[Stored data entries]
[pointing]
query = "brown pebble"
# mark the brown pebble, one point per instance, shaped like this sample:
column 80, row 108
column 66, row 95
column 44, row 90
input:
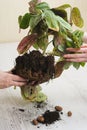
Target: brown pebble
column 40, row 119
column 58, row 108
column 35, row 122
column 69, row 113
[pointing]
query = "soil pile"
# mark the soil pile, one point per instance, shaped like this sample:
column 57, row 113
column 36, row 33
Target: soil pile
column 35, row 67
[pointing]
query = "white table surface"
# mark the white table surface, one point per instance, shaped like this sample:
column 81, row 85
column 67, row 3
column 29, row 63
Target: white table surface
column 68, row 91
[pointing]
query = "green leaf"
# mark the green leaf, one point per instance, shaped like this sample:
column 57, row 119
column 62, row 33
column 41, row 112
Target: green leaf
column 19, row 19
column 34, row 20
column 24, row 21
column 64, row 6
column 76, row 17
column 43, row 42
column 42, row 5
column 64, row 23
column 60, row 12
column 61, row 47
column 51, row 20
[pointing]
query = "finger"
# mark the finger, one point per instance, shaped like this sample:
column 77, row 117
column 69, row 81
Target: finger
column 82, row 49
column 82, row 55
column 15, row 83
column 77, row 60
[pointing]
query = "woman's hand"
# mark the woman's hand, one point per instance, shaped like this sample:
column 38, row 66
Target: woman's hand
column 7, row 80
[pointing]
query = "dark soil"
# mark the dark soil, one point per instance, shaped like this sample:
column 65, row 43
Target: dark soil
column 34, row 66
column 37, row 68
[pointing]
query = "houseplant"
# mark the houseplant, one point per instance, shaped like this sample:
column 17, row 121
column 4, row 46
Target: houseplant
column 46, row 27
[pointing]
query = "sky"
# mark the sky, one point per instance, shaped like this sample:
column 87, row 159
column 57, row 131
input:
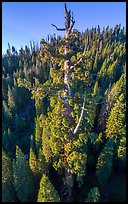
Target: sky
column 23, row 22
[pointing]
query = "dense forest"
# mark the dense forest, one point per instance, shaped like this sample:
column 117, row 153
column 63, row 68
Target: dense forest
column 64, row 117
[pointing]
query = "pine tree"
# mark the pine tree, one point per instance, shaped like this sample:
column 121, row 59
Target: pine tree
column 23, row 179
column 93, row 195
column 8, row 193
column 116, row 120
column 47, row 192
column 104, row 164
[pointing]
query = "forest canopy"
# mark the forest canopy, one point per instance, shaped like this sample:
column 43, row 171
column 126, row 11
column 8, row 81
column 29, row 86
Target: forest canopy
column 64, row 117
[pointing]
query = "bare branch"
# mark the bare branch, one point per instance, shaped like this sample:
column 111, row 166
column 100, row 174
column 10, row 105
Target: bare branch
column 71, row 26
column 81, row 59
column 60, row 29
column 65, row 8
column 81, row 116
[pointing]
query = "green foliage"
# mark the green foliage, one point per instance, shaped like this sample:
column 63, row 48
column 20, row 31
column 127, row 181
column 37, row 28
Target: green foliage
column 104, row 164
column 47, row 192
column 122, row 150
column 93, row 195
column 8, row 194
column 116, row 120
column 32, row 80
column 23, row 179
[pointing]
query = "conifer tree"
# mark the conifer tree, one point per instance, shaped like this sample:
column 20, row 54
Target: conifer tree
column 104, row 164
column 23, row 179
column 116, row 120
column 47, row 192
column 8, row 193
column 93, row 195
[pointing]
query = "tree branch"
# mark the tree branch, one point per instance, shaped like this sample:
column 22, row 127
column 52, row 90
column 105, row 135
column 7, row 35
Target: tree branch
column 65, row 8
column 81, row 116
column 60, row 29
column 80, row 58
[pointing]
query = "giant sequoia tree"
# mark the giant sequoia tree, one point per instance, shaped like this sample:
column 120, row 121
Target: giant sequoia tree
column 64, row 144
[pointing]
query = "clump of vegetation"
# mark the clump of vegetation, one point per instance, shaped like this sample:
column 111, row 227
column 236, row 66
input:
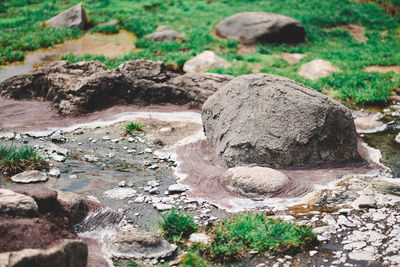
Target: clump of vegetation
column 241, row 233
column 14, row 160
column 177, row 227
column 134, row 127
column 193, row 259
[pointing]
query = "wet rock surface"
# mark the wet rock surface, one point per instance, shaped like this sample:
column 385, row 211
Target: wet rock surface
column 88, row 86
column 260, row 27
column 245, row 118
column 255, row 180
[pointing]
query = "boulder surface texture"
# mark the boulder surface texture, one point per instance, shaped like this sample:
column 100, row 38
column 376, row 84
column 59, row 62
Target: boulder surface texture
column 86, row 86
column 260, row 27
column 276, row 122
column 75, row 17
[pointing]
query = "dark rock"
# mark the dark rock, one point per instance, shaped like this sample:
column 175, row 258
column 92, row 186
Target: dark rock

Exercise details: Word for word, set down every line of the records above, and leave the pictures out.

Response to this exercise:
[pointing]
query = "brown pebble"
# mark the brown pebble, one point per instance, shaped like this sample:
column 80, row 108
column 66, row 95
column 44, row 90
input:
Target: brown pebble
column 40, row 119
column 58, row 108
column 35, row 122
column 69, row 113
[pointing]
query = "soil pile"
# mark the soil pile, one point per instance, shaped like this sample:
column 57, row 113
column 36, row 33
Target: soil pile
column 35, row 67
[pointing]
query = "white table surface"
# mark the white table surface, one point per instance, shaped like this sample:
column 81, row 85
column 67, row 3
column 29, row 63
Target: white table surface
column 68, row 91
[pointing]
query = "green leaf"
# mark the green leaf, one point per instance, shaped like this sample:
column 57, row 119
column 62, row 33
column 41, row 112
Target: green leaf
column 19, row 19
column 34, row 20
column 24, row 21
column 64, row 6
column 76, row 17
column 43, row 42
column 42, row 5
column 64, row 23
column 60, row 12
column 61, row 47
column 51, row 20
[pointing]
query = "finger"
# mark the finger, one point per instance, shaped like this sample:
column 77, row 117
column 69, row 81
Target: finger
column 82, row 49
column 82, row 55
column 15, row 83
column 77, row 60
[pointing]
query = "woman's hand"
# mark the woman's hand, one point per instance, shaped like this sample:
column 38, row 66
Target: woman's hand
column 7, row 80
[pointing]
query = "dark soil"
# mark the dark soil, one point per instance, shaped like this sample:
column 65, row 43
Target: dark soil
column 34, row 66
column 37, row 68
[pointing]
query = "houseplant"
# mark the houseplant, one point per instance, shaped like this sample:
column 17, row 121
column 4, row 46
Target: houseplant
column 46, row 27
[pointing]
query = "sky"
# mark the sky, one point per instance, shaped like this sample:
column 87, row 159
column 57, row 131
input:
Target: sky
column 23, row 22
[pointing]
query = "dense forest"
# mark the dense forest, one point per instance, shaped like this sample:
column 117, row 153
column 63, row 68
Target: dense forest
column 64, row 117
[pointing]
query = "pine tree"
# mark the pine tree, one point per instance, shaped like this sample:
column 121, row 59
Target: pine tree
column 23, row 179
column 93, row 195
column 8, row 193
column 116, row 120
column 47, row 192
column 104, row 164
[pointing]
query = "forest canopy"
# mark the forest canopy, one point per instance, shaped like this sample:
column 43, row 171
column 126, row 11
column 8, row 81
column 29, row 86
Target: forest canopy
column 64, row 117
[pointing]
query = "bare branch"
# mark the bare branch, one point per instance, shaped like this sample:
column 111, row 166
column 100, row 174
column 10, row 105
Target: bare branch
column 71, row 26
column 81, row 59
column 60, row 29
column 65, row 8
column 81, row 116
[pointing]
query = "green foliage"
# mark the green foliage, one point per instance, shaped like this sample:
column 63, row 48
column 20, row 31
column 127, row 181
column 37, row 28
Target: green foliage
column 104, row 164
column 47, row 192
column 122, row 150
column 93, row 195
column 8, row 194
column 116, row 120
column 32, row 80
column 23, row 179
[pointing]
query = "conifer tree"
# mark the conifer tree, one point per instance, shaped like this sample:
column 20, row 54
Target: conifer tree
column 104, row 164
column 23, row 179
column 116, row 120
column 47, row 192
column 8, row 193
column 93, row 195
[pointing]
query = "tree branch"
# mark the tree branch, one point per instance, shaped like this sample:
column 22, row 127
column 52, row 90
column 105, row 135
column 7, row 35
Target: tree branch
column 65, row 8
column 81, row 116
column 60, row 29
column 80, row 58
[pointing]
query = "giant sequoia tree"
# mark the giant sequoia tree, one point per instance, shaped like this sample:
column 120, row 121
Target: giant sequoia tree
column 64, row 144
[pointing]
query = "clump of vegetation"
# mark the clump of vegetation, one point per instance, shaped like this sample:
column 111, row 227
column 236, row 66
input:
Target: clump of vegetation
column 241, row 233
column 14, row 160
column 177, row 227
column 134, row 127
column 193, row 259
[pointing]
query = "wet rock surface"
# mark the wet rock surface, one point per instance, shaped like this sample:
column 385, row 211
Target: wet rock surface
column 88, row 86
column 260, row 27
column 245, row 118
column 255, row 180
[pointing]
query = "boulder surface texture"
# mark the boulder surface texture, one point per instance, shaped like this sample:
column 100, row 38
column 376, row 84
column 59, row 62
Target: boulder surface texture
column 86, row 86
column 260, row 27
column 276, row 122
column 75, row 17
[pointing]
query = "dark rock"
# mark the dark rock, one point per instance, shaped like this sample:
column 175, row 258
column 92, row 186
Target: dark rock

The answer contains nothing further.